EXTRAIT SOURCE –
_ _ _

Eva NGUYEN BINH, Ambassadrice et Présidente de l'Institut Français, et Emmanuel LINCOT, Professeur à l'Institut Catholique de Paris, sinologue et chercheur associé à l'IRIS, ont débattu sur le rôle de la diaspora dans une politique d’influence à l’international, à l’occasion d’un débat en ligne animé par Anne GENETET, Présidente du Club France Initiative, le 17 octobre.
La diaspora, levier indispensable
Parce qu’ils ont une connaissance fine et durable du pays où ils sont établis, à la différence des diplomates astreints à la rotation diplomatique, les membres de la diaspora constituent pour Eva NGUYEN BINH un levier d’influence “indispensable”. Aussi appelle-t-elle de ses vœux une cartographie des Français de l’étranger, ainsi que des étrangers qui ont étudié ou travaillé en France et pourraient servir de relais d’influence, et des pouvoirs publics plus à l’écoute pour impulser des dynamiques collectives. Encore faut-il, bien sûr, que la politique d’influence de la France soit formalisée et partagée, et que l’Exécutif mette en exergue tel ou tel aspect du “récit français” en fonction du pays récepteur.

_ _ _

[Entrées enregistrées]
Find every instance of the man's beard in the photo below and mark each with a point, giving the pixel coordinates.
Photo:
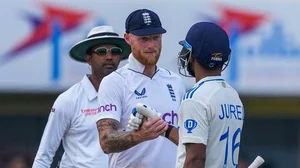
(147, 60)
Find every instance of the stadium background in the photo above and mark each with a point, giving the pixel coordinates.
(35, 67)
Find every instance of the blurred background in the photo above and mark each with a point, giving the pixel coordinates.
(265, 64)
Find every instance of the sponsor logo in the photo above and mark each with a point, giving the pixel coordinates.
(107, 108)
(189, 125)
(216, 57)
(171, 118)
(88, 112)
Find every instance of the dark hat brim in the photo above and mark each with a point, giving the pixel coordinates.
(79, 50)
(148, 31)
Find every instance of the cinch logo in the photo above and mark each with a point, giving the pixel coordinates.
(141, 94)
(107, 107)
(88, 112)
(171, 118)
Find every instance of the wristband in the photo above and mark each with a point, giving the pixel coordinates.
(168, 131)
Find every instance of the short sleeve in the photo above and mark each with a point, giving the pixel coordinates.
(58, 122)
(110, 96)
(194, 124)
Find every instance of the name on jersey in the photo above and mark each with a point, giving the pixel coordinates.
(107, 108)
(230, 111)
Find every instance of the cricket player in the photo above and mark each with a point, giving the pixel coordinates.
(211, 114)
(73, 115)
(140, 81)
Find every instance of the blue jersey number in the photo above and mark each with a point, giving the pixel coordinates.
(233, 146)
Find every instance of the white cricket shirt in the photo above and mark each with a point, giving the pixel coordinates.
(73, 120)
(120, 91)
(211, 113)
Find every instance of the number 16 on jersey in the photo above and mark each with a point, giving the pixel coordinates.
(230, 148)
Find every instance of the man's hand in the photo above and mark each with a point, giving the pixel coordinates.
(135, 121)
(151, 129)
(137, 116)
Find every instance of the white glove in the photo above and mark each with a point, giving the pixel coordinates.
(135, 121)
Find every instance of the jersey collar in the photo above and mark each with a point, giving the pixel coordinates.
(210, 78)
(135, 64)
(88, 88)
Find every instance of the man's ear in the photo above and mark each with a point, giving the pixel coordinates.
(191, 59)
(88, 59)
(127, 38)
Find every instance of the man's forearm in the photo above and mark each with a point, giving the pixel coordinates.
(116, 141)
(173, 135)
(112, 140)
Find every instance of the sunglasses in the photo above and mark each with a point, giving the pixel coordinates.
(102, 51)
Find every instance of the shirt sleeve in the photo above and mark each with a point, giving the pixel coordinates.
(110, 96)
(58, 122)
(194, 124)
(183, 90)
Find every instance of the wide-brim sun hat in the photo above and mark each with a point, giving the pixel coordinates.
(99, 35)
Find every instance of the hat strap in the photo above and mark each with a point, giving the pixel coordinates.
(103, 34)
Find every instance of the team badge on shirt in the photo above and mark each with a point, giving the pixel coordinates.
(141, 94)
(171, 91)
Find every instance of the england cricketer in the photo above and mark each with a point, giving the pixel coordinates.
(140, 81)
(72, 118)
(211, 114)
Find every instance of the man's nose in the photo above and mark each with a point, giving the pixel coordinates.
(108, 55)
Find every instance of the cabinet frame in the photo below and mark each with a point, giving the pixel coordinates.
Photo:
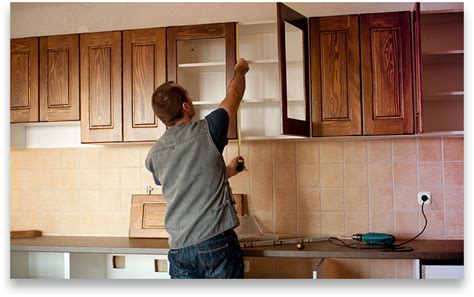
(293, 126)
(207, 31)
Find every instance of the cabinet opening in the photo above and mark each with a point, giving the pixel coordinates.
(118, 262)
(161, 265)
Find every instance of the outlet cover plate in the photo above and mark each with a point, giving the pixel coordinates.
(420, 194)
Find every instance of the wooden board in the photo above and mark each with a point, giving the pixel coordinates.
(147, 215)
(25, 234)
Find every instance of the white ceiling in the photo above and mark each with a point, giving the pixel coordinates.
(40, 19)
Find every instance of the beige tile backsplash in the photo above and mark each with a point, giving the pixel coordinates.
(292, 187)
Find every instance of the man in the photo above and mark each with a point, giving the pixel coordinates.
(187, 161)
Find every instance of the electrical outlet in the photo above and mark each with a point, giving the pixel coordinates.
(246, 266)
(420, 194)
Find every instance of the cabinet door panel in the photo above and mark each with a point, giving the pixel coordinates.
(24, 80)
(295, 122)
(144, 62)
(335, 68)
(59, 79)
(101, 92)
(387, 86)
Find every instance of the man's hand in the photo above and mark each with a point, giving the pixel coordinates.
(236, 89)
(242, 67)
(232, 167)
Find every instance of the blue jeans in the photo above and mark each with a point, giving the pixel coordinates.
(217, 257)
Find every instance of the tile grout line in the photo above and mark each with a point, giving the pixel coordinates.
(443, 187)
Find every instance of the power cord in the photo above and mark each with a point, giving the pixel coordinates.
(393, 247)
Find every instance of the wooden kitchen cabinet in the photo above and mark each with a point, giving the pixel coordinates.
(144, 69)
(335, 72)
(44, 79)
(368, 92)
(59, 78)
(101, 87)
(201, 58)
(387, 75)
(440, 75)
(24, 80)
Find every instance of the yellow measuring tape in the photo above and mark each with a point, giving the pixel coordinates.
(239, 144)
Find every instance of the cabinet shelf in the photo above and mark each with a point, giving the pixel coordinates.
(200, 65)
(270, 101)
(444, 95)
(448, 56)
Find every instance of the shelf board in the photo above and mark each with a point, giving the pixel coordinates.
(449, 56)
(206, 103)
(202, 64)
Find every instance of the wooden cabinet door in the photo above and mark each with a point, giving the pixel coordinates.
(207, 31)
(387, 86)
(144, 69)
(59, 78)
(298, 123)
(101, 87)
(24, 80)
(418, 67)
(335, 72)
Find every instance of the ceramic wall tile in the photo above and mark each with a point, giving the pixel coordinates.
(331, 152)
(453, 149)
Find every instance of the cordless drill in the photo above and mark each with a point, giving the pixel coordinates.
(373, 238)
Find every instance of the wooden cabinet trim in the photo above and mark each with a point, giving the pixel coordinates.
(293, 126)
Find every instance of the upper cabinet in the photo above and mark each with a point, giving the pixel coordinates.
(387, 79)
(101, 87)
(362, 87)
(24, 80)
(144, 69)
(201, 58)
(294, 71)
(440, 79)
(59, 78)
(44, 79)
(335, 76)
(103, 116)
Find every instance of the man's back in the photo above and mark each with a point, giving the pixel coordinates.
(193, 175)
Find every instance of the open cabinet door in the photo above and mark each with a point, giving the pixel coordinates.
(292, 29)
(418, 67)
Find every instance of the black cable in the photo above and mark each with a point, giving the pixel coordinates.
(392, 247)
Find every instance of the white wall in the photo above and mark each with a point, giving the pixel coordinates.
(40, 19)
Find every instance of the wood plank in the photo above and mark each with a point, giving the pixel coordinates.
(25, 234)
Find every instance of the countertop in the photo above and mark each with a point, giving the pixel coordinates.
(422, 249)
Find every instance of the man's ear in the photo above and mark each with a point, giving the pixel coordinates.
(186, 107)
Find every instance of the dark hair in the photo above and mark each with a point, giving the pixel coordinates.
(167, 101)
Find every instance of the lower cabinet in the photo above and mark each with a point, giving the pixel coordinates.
(45, 265)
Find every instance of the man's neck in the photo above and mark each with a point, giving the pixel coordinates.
(183, 120)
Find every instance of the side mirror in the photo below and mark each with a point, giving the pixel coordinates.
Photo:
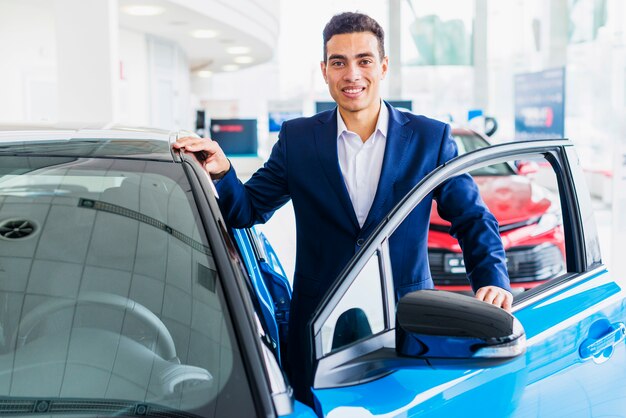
(434, 324)
(525, 168)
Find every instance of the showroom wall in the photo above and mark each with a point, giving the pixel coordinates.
(28, 70)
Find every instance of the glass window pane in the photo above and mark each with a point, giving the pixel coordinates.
(527, 206)
(360, 312)
(109, 289)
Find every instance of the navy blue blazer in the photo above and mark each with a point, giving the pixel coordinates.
(304, 167)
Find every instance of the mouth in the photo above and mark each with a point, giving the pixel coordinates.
(352, 91)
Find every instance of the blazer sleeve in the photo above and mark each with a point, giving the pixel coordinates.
(459, 202)
(244, 205)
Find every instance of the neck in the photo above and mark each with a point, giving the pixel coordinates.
(362, 122)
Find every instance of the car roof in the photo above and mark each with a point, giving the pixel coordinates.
(107, 142)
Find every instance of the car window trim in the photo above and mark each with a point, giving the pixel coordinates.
(238, 304)
(457, 166)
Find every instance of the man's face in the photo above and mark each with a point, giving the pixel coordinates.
(353, 70)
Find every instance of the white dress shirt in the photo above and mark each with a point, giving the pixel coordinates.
(361, 162)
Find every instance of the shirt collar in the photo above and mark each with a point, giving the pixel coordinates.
(382, 124)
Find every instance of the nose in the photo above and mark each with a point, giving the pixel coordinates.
(353, 72)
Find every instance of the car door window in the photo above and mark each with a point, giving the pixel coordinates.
(574, 326)
(527, 206)
(360, 312)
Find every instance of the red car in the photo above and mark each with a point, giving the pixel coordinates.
(530, 225)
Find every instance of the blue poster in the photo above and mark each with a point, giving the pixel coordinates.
(540, 105)
(276, 119)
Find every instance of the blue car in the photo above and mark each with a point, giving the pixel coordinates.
(124, 293)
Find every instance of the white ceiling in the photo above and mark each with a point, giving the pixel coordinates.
(177, 22)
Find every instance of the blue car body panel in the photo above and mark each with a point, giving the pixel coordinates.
(574, 364)
(531, 386)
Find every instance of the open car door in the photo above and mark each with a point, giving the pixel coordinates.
(435, 354)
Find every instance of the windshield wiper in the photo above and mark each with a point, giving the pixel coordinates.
(109, 407)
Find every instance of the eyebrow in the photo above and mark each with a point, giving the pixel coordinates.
(357, 56)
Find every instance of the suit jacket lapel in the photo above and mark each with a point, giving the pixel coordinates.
(326, 141)
(398, 137)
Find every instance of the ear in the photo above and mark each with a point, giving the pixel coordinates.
(323, 68)
(385, 66)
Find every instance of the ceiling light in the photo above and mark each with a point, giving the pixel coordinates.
(243, 59)
(237, 50)
(143, 10)
(204, 33)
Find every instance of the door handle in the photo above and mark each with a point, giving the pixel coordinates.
(600, 349)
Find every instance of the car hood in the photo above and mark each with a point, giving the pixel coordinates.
(512, 199)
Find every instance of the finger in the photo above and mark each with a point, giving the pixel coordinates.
(507, 305)
(499, 299)
(490, 295)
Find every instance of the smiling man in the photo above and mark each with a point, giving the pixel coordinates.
(344, 170)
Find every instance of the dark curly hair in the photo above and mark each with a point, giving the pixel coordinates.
(349, 22)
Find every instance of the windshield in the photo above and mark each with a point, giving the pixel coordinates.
(471, 142)
(109, 290)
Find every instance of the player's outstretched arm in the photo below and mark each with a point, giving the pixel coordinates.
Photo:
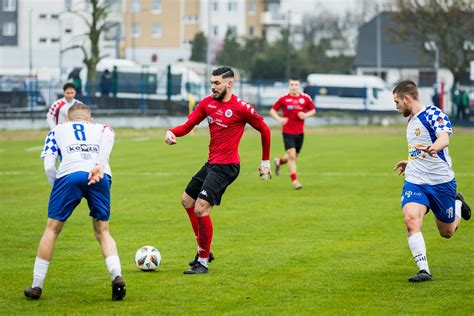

_ _ _

CONSIGNES –
1. Reprenez mot pour mot le passage de l'extrait sur la diaspora qui s'ouvre sur les mots contenant « Eva NGUYEN BINH, Ambassadrice » et se termine par « le 17 octobre. ».
2. Comptez les lignes de la liste où figure la chaîne « door », puis indiquez ce nombre seul.
L'extrait et la liste n'ont aucun rapport entre eux.

RÉPONSES CI-DESSOUS –
1.
Eva NGUYEN BINH, Ambassadrice et Présidente de l'Institut Français, et Emmanuel LINCOT, Professeur à l'Institut Catholique de Paris, sinologue et chercheur associé à l'IRIS, ont débattu sur le rôle de la diaspora dans une politique d’influence à l’international, à l’occasion d’un débat en ligne animé par Anne GENETET, Présidente du Club France Initiative, le 17 octobre.

2. 6